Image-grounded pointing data
• • •
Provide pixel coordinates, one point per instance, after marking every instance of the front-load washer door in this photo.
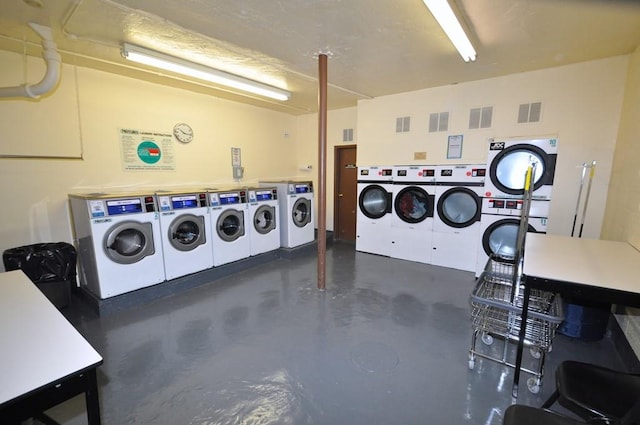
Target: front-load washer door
(459, 207)
(230, 225)
(508, 168)
(264, 219)
(413, 204)
(501, 237)
(129, 242)
(187, 232)
(374, 201)
(301, 212)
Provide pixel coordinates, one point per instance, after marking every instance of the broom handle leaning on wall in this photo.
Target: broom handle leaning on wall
(586, 198)
(575, 215)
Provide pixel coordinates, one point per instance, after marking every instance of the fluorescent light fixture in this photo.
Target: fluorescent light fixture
(201, 72)
(441, 10)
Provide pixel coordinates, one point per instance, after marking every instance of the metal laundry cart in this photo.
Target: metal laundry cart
(496, 306)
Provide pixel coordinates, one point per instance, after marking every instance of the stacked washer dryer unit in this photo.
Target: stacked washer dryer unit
(228, 211)
(507, 163)
(119, 242)
(456, 222)
(296, 212)
(186, 232)
(264, 233)
(373, 217)
(412, 218)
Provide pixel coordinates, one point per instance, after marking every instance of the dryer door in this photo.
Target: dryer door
(230, 225)
(129, 242)
(301, 212)
(264, 219)
(187, 232)
(374, 201)
(459, 207)
(508, 168)
(413, 204)
(501, 237)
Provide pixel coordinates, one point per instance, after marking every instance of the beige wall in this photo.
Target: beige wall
(581, 107)
(34, 191)
(622, 218)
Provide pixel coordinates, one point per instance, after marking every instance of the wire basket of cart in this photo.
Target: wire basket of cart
(496, 308)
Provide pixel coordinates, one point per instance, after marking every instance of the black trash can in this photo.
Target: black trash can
(51, 266)
(585, 319)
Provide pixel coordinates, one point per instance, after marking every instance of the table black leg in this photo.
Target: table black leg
(521, 337)
(91, 397)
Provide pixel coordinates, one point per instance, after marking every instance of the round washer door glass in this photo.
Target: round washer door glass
(301, 212)
(509, 167)
(413, 204)
(230, 225)
(459, 207)
(129, 242)
(501, 238)
(186, 232)
(264, 219)
(374, 201)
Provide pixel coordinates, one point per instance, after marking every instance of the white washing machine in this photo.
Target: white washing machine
(296, 212)
(412, 219)
(373, 217)
(228, 211)
(508, 160)
(456, 222)
(499, 226)
(118, 242)
(186, 232)
(264, 232)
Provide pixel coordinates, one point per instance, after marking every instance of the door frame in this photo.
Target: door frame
(336, 183)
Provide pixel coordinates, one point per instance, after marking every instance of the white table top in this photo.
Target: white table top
(605, 264)
(37, 344)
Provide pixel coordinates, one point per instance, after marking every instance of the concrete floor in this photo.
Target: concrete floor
(386, 343)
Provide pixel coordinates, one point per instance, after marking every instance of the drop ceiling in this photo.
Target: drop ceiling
(375, 47)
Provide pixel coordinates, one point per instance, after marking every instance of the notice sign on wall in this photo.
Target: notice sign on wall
(146, 150)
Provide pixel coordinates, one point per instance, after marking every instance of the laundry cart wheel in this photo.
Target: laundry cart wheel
(533, 385)
(536, 353)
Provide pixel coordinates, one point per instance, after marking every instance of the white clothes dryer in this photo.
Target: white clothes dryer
(186, 230)
(295, 199)
(499, 234)
(456, 222)
(118, 242)
(508, 161)
(373, 217)
(264, 211)
(412, 218)
(229, 215)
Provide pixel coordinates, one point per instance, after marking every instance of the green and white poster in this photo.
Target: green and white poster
(146, 150)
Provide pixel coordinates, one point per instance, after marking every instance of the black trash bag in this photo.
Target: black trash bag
(43, 262)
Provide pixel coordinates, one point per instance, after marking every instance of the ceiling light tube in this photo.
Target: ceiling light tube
(441, 10)
(201, 72)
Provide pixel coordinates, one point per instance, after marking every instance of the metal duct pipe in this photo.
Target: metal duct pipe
(52, 75)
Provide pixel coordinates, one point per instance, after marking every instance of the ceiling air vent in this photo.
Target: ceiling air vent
(403, 124)
(347, 135)
(529, 112)
(480, 117)
(438, 121)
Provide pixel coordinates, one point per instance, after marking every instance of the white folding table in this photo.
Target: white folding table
(607, 271)
(43, 359)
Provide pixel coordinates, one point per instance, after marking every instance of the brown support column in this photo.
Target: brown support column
(322, 170)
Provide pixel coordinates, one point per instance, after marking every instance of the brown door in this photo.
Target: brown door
(346, 197)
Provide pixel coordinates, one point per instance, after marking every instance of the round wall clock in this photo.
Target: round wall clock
(183, 132)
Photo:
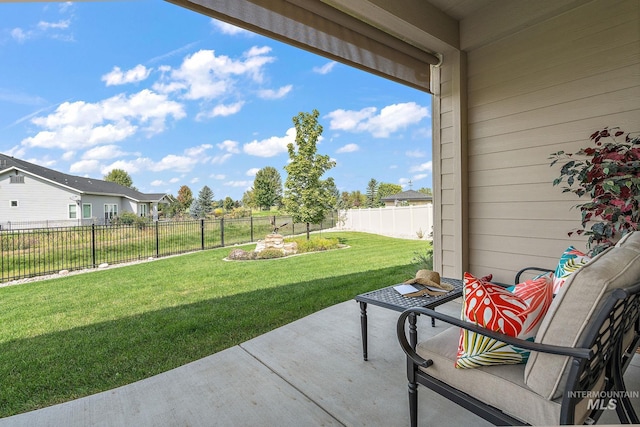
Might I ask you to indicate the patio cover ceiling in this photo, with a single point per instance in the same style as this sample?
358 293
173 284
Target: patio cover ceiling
366 34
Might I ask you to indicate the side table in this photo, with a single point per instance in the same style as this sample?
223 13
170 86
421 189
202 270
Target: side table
390 298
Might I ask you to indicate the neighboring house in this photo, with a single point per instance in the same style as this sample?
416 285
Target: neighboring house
34 195
409 197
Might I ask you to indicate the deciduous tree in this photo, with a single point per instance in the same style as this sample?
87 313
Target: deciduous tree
267 188
306 195
120 176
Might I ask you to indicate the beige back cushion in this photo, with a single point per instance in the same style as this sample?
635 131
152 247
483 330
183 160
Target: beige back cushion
578 300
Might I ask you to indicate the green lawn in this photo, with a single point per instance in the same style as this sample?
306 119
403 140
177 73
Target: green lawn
66 338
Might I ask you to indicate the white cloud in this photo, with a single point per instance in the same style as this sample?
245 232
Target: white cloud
271 146
218 160
246 184
326 68
104 152
229 29
119 77
229 146
222 110
76 125
415 153
85 167
203 75
198 151
60 25
275 94
390 119
349 148
427 166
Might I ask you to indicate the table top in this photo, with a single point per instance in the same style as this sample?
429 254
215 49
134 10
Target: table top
390 298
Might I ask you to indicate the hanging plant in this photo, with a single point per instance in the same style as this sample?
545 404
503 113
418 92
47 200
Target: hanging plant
609 174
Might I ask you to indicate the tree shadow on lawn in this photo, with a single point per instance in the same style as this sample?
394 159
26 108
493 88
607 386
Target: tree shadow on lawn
57 367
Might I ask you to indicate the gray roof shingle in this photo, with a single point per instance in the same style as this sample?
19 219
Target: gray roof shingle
77 183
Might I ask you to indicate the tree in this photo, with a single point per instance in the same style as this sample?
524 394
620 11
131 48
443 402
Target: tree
385 189
119 176
306 195
267 188
372 194
205 199
248 199
426 190
185 198
229 204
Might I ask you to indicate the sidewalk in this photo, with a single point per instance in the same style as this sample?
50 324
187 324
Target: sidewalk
307 373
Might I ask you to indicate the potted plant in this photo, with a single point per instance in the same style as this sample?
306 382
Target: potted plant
608 173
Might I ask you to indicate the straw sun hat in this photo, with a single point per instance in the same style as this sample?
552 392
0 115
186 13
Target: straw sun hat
432 280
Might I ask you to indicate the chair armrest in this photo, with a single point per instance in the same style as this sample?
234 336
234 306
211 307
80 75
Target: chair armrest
538 269
577 352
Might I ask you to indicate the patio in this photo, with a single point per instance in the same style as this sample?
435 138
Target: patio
309 372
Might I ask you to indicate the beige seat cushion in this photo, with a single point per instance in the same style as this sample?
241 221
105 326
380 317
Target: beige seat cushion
578 300
500 386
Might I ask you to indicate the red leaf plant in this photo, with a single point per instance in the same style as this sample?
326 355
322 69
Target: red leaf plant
609 174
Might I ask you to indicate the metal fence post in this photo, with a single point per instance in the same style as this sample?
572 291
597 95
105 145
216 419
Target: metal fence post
93 245
157 240
202 234
222 232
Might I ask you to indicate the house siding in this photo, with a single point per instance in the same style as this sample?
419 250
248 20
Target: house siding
540 90
37 200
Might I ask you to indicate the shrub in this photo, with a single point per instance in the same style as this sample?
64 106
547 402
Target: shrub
270 254
423 260
315 244
609 175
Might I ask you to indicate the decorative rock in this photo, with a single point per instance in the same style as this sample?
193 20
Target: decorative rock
238 254
276 241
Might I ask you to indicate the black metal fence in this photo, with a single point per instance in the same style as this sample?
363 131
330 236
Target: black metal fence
36 252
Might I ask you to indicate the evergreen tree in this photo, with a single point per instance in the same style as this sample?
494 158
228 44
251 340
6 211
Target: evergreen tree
205 200
185 198
306 195
372 193
229 204
267 188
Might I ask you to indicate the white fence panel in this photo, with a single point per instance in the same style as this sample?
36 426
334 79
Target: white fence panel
408 222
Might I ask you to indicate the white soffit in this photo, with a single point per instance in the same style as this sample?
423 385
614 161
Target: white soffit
323 29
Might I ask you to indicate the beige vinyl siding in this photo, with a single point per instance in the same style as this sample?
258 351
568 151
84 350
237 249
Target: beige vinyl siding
543 89
37 200
449 115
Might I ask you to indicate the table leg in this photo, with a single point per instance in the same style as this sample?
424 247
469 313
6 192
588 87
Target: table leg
363 326
413 330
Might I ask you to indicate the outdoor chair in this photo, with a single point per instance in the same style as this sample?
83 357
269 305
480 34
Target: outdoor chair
577 360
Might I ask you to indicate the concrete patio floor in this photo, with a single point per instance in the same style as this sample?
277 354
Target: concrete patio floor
307 373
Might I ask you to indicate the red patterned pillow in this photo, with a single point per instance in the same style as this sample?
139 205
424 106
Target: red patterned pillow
515 311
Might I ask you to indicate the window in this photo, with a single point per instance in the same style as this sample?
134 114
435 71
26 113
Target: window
110 210
87 211
73 211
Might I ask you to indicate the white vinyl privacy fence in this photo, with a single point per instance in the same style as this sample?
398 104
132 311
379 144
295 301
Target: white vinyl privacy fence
409 222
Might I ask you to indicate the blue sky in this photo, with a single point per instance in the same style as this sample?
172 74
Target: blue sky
176 98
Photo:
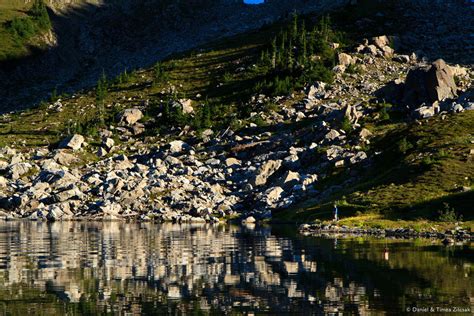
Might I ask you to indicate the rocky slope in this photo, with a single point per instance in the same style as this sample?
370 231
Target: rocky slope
393 131
226 174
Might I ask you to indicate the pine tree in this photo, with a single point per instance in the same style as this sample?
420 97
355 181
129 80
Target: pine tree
100 95
274 53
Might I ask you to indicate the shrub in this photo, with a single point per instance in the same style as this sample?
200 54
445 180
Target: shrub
37 21
404 145
160 74
448 214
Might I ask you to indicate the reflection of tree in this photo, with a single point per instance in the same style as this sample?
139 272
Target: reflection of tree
120 267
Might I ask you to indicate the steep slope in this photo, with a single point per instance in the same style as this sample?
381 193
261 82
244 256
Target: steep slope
118 35
263 136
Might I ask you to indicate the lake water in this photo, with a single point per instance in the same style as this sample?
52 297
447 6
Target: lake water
115 268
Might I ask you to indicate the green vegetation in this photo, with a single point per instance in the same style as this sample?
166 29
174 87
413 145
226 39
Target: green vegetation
296 57
18 30
424 172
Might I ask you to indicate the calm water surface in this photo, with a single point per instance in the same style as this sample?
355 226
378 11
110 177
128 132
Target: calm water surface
133 269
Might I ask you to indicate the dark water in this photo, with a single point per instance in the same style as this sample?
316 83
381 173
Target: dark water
134 269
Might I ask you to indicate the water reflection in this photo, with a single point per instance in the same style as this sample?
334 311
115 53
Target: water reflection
133 269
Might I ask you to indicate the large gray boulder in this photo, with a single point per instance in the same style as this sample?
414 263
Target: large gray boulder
265 171
429 84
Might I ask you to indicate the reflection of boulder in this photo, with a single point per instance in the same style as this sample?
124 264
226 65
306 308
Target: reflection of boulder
429 84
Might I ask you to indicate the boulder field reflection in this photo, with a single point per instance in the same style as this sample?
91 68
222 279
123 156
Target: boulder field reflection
118 268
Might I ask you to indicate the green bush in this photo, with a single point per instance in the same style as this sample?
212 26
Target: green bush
404 145
160 74
36 21
296 57
448 214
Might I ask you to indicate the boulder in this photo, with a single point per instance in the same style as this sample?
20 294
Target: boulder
273 195
381 41
187 106
17 170
249 220
289 179
265 171
352 114
403 59
232 162
365 133
131 116
178 146
317 90
429 84
73 142
101 152
64 158
108 143
426 111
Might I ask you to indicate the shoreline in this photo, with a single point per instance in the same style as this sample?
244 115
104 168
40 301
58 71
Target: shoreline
447 237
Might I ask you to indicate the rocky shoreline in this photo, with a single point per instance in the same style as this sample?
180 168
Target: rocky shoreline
229 174
447 237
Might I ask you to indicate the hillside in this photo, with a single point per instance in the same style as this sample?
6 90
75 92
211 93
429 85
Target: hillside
280 123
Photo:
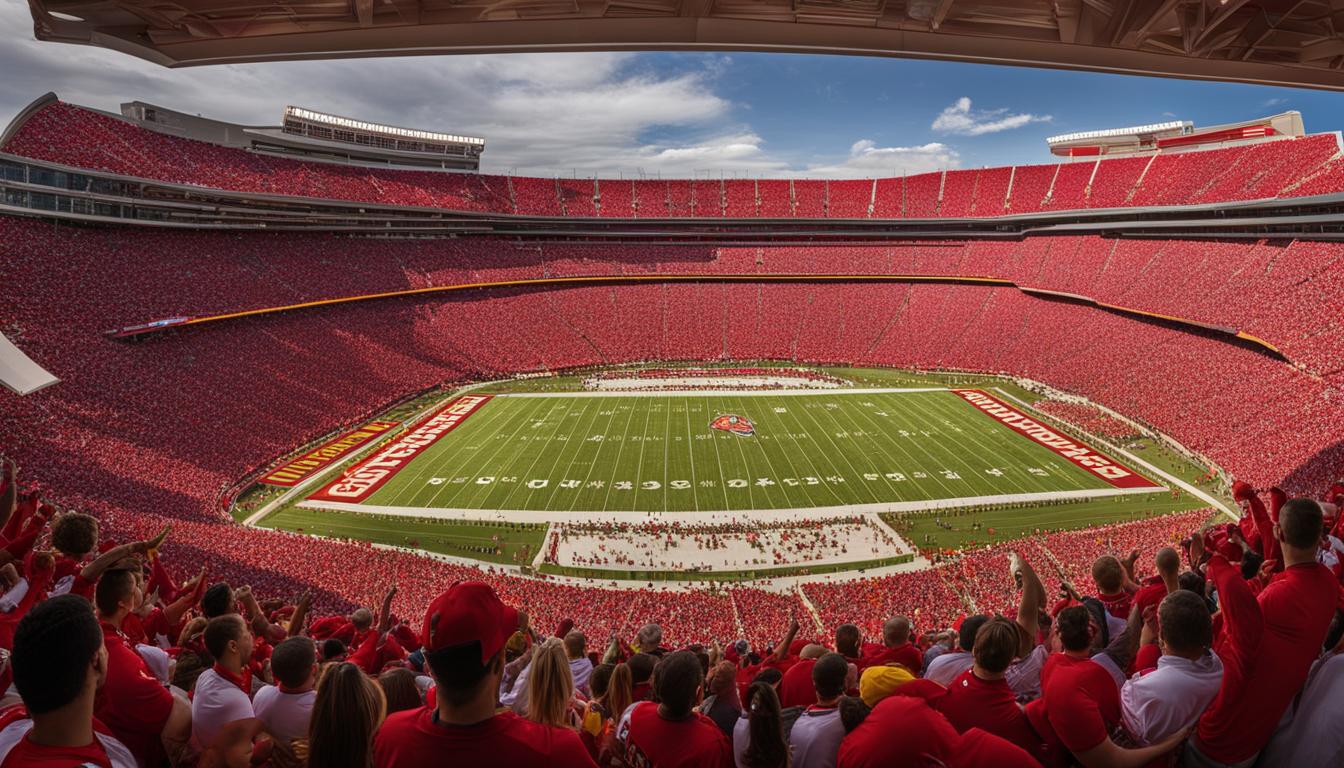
• • •
> WHAT YOU ARE ASKED TO DO: The lines to extract from the data above begin with the line containing "Might I ask you to indicate the dark" and end with the line containing "Might I ask you to indicate the water". Extract them exactly, including both.

> RESULT FOR THIS EXERCISE:
Might I ask you to indicate the dark water in this photo, with a single point per instance in the same style as this sample?
316 83
381 173
Target: dark water
134 269
Might I ask you to indicate the water reflection in this photo, with a single point per instance in the same style as this sample?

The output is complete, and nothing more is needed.